But at Acadia, they're holding patients longer than they need to be held, and in many cases the reasoning behind the hold is financial rather than medical. 
Acadia, which charges $2,200 a day for some patients, at times deploys an array of strategies to persuade insurers to cover longer stays, employees said. Acadia has exaggerated patients’ symptoms. It has tweaked medication dosages, then claimed patients needed to stay longer because of the adjustment. And it has argued that patients are not well enough to leave because they did not finish a meal.

Without a legal intervention, patients are kept under lock and key in an Acadia hospital "until their insurance runs out."

Doctors, nurses, hospital management, patients, their families - all have reported bad behavior on the part of Acadia. 

There's no doubt that plenty of the old time state-run or other public psychiatric facilities were snakepits, where nobody got much by way of care. I remember driving by Worcester State Hospital - idealized view above - and thinking about what a scary fortress it was. And there's no doubt that there are more and more people in need of mental health care. Still, as we've seen time and again when public services and non-profit entities are replaced with privatized, profit-making concerns, the focus quickly veers from the supposed market efficiencies the private sector brings to a laser focus on profit making at the cost of providing services. 

Insurance companies are not, of course, in the business of reimbursing providers for services the insurance cos. don't deem necessary. So Acadia had to make sure they were making a compelling case for keeping patients. 

To do that, Acadia needs to show that patients are unstable and require ongoing intensive care. Former Acadia executives and staff in 10 states said employees were coached to use certain buzzwords, like “combative,” in patients’ charts to make that case.

In 2022, for example, state inspectors criticized an Acadia hospital in Reading, Pa., for having instructed workers to avoid adjectives like “calm” and “compliant” in a patient’s chart. That same year, employees at Acadia hospitals in Ohio and Michigan complained to their state regulators that doctors had written false statements in patients’ medical charts to justify continuing their stays.

At an Acadia hospital in Missouri, three former nurses said, executives pressured them to label patients whose insurance was about to run out as uncooperative. Acadia employees then would argue to insurance companies that the patients weren’t ready to leave. Sometimes, the nurses said, they wrote patients up for not finishing a meal or skipping group therapy.

Once Acadia won more insurance days for patients, it often would not release them before their insurance ran out, according to dozens of former Acadia executives, psychiatrists and other staff members.

Capitalism has much to commend it - the potential for prosperity, opportunity, creativity, high quality products - but, man, does it come with a downside. And one of those downsides shows up big time when it comes to healthcare (and education and prisons and, and, and). God help you if you're in need of mental health care and end up in an Acadia profit-making hospital. Not finishing a lousy hospital meal - no doubt prepared using the cheapest means possible; gotta squeeze costs out, don't you know - can be enough to keep you in the stir? 

Sure, let's just privatize everything.

- **DATA**
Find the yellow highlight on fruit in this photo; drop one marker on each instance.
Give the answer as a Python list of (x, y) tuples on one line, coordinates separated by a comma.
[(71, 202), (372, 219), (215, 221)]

- **TASKS TO CARRY OUT**
1. According to the piece on Acadia hospitals, how much does Acadia charge per day for some patients?
2. Repeat the part of the piece on Acadia hospitals that opens with the words containing "But at Acadia, they're" and closes with "finish a meal.".
The lines above are separate from the piece on Acadia hospitals.

- **ANSWER LIST**
1. $2,200 a day.

2.
But at Acadia, they're holding patients longer than they need to be held, and in many cases the reasoning behind the hold is financial rather than medical. 
Acadia, which charges $2,200 a day for some patients, at times deploys an array of strategies to persuade insurers to cover longer stays, employees said. Acadia has exaggerated patients’ symptoms. It has tweaked medication dosages, then claimed patients needed to stay longer because of the adjustment. And it has argued that patients are not well enough to leave because they did not finish a meal.